[Extracted records]
────────────────────────────────────────

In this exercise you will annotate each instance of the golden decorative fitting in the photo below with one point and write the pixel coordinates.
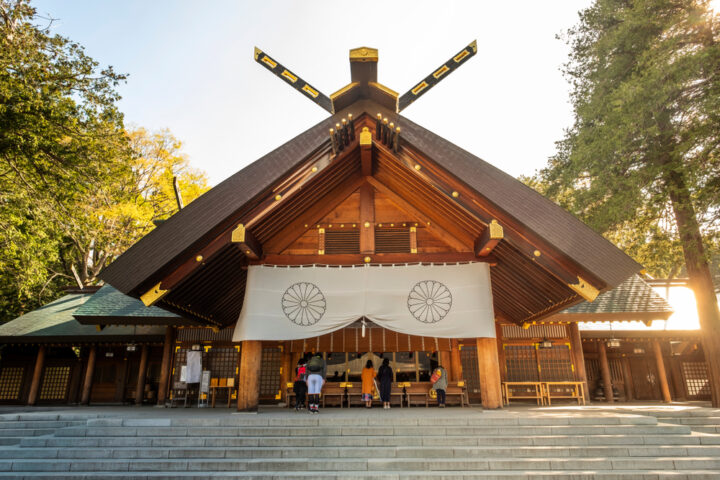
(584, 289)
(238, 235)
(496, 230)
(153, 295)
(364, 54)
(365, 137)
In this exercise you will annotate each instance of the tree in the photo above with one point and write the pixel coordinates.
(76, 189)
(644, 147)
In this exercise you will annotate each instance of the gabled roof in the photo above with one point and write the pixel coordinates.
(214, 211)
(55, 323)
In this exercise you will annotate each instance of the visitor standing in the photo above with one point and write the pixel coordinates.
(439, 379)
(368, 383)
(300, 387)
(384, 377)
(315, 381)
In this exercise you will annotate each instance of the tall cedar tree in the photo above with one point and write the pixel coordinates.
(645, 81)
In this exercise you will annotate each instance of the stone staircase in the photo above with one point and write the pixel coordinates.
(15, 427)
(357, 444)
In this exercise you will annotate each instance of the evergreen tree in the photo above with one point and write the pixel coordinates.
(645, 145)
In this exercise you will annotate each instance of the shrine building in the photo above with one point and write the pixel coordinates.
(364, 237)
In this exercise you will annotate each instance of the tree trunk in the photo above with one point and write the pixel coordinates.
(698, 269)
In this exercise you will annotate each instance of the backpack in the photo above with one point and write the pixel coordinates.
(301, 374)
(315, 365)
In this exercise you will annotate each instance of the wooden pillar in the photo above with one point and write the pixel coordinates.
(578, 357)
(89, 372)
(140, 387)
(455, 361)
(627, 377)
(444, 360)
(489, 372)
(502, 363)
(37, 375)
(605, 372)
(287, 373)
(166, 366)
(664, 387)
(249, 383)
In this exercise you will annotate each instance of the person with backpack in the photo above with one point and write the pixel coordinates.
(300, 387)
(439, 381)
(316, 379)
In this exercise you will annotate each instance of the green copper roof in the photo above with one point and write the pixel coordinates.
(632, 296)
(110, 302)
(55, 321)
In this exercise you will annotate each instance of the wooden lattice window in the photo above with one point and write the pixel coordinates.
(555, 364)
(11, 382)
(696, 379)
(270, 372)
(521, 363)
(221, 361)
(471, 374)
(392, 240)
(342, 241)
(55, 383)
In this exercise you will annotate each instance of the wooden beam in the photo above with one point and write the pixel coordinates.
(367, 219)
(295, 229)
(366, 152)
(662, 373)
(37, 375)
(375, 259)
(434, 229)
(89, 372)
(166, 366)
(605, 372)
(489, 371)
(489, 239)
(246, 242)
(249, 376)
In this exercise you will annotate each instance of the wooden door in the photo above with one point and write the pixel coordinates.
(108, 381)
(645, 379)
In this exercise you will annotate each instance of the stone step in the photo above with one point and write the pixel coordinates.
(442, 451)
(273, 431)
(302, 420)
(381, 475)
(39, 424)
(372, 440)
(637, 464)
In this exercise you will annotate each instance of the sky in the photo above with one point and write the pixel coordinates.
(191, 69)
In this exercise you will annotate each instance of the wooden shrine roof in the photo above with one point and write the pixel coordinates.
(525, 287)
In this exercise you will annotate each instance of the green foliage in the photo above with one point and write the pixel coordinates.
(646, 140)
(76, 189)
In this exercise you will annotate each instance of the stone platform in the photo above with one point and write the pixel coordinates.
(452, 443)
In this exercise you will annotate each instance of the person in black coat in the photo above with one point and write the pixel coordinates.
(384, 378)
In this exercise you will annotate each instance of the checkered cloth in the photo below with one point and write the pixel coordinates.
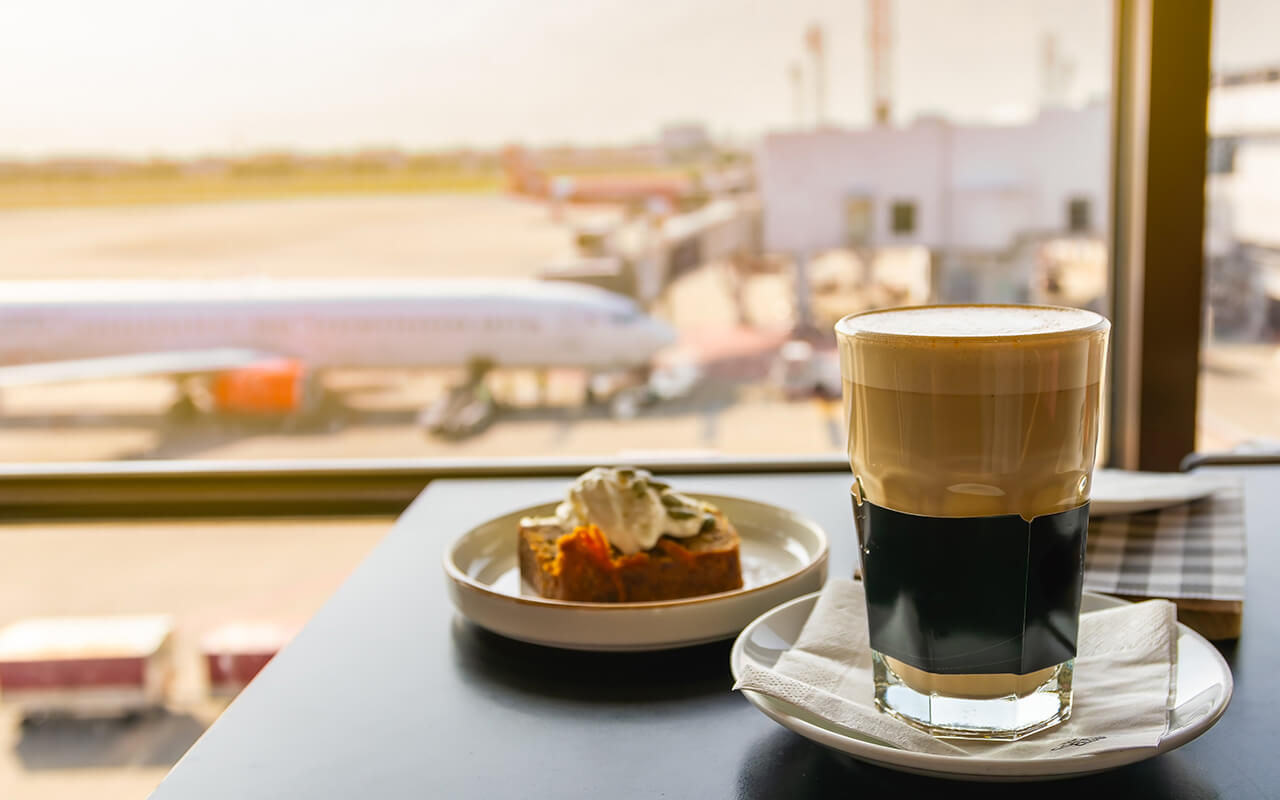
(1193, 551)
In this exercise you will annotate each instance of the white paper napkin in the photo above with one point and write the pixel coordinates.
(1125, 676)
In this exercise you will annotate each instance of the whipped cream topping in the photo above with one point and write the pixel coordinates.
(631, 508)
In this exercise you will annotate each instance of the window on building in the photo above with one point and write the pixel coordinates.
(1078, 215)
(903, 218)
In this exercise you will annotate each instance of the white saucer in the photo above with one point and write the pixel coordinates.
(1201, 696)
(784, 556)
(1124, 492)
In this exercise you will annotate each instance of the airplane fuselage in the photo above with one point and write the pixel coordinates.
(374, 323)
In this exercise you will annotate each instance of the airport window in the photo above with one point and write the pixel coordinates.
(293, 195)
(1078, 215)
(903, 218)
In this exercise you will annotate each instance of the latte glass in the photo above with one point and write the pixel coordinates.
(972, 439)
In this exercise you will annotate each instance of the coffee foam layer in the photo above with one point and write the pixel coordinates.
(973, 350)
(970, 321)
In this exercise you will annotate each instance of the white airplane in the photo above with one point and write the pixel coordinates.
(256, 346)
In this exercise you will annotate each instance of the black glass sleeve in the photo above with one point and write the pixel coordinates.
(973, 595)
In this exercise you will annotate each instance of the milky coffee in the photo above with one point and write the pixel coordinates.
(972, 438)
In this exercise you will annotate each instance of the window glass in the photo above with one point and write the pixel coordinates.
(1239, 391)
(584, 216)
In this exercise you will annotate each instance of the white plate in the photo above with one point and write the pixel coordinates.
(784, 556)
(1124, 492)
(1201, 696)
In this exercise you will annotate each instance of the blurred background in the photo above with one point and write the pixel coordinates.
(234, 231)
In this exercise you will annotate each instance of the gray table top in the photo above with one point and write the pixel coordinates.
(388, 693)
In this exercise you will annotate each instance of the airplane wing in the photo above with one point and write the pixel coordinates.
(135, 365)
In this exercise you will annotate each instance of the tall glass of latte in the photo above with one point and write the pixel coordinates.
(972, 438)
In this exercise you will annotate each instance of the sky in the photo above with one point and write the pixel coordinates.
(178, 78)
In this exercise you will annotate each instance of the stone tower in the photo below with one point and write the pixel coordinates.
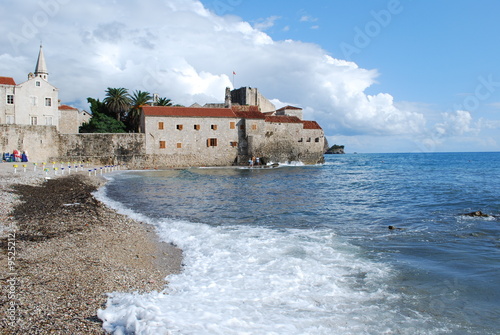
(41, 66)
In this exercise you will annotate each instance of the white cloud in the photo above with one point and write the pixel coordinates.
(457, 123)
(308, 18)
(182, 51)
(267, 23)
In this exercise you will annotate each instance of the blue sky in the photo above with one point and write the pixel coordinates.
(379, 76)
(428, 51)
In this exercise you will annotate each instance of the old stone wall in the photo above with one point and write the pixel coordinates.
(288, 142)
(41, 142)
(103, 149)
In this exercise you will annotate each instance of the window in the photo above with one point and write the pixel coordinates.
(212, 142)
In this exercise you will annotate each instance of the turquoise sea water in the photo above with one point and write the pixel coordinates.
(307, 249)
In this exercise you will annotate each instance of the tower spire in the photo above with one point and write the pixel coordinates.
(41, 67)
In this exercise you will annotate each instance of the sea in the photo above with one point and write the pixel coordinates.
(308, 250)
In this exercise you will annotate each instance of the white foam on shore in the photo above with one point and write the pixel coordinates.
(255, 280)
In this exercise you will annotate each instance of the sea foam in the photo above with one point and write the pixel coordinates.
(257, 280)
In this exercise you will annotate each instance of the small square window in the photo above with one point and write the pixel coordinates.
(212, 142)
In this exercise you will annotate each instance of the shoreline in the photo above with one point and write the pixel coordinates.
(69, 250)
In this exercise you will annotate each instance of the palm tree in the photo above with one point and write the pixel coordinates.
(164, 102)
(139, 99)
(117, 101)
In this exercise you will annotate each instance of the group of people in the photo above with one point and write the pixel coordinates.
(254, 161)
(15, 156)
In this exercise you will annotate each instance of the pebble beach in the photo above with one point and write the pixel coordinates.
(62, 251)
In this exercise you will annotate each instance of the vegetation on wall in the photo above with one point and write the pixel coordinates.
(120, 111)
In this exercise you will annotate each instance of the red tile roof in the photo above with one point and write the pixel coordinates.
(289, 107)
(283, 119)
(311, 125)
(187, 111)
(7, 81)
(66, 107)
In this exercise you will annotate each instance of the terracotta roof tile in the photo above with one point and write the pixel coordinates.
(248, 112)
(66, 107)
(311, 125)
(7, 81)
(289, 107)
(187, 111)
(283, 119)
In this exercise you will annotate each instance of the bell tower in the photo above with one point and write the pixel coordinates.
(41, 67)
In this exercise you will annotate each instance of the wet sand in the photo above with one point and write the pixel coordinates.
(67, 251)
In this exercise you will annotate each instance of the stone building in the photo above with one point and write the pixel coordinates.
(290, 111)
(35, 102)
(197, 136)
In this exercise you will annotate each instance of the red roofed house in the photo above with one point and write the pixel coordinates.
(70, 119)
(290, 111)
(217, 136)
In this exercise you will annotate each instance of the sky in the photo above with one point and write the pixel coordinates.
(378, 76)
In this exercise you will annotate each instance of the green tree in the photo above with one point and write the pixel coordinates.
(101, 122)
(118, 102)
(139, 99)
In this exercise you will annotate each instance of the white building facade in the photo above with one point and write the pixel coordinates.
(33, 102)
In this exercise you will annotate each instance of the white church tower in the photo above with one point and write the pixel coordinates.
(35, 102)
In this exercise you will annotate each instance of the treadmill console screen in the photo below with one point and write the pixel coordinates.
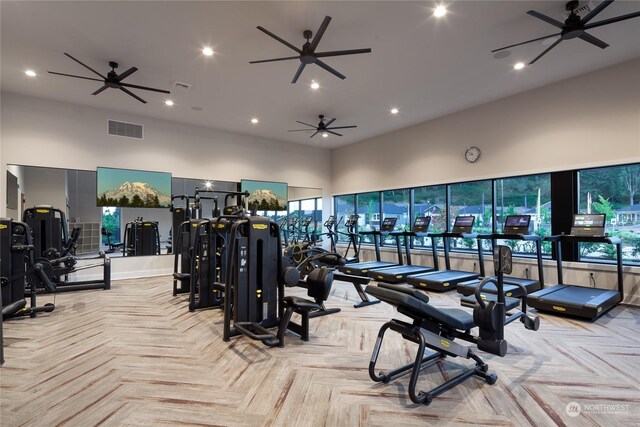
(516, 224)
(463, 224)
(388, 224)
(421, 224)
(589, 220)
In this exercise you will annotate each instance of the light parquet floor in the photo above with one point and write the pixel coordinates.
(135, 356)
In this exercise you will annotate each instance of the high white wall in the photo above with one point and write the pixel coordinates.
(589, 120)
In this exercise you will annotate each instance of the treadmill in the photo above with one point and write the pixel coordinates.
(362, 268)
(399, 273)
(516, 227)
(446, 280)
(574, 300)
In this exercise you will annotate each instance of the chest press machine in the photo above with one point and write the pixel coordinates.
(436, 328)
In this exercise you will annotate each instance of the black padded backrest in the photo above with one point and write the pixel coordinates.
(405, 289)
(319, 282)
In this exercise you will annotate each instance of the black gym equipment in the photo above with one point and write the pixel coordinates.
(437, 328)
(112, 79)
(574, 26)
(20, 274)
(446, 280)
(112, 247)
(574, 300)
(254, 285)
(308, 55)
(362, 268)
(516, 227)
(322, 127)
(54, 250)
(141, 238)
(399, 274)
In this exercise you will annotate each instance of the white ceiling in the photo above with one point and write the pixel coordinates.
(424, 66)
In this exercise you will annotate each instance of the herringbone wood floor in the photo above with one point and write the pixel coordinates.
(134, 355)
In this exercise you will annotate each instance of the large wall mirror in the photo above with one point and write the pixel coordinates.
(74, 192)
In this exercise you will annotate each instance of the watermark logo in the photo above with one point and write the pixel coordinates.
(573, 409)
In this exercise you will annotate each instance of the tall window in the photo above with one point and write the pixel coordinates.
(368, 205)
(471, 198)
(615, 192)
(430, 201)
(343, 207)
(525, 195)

────────────────────────────────────────

Directions for this task: Write out exactly, and only, each line from the one with "of the watermark" down to the last line of the records above.

Written response:
In this exercise you will annotate each instance of the watermark logo in the photo above with one point and write the pixel coordinates.
(573, 409)
In this exercise you will annotate each instance of the tall window in the photo above with one point and write the pixel coordinates.
(368, 205)
(471, 198)
(615, 192)
(430, 201)
(343, 207)
(525, 195)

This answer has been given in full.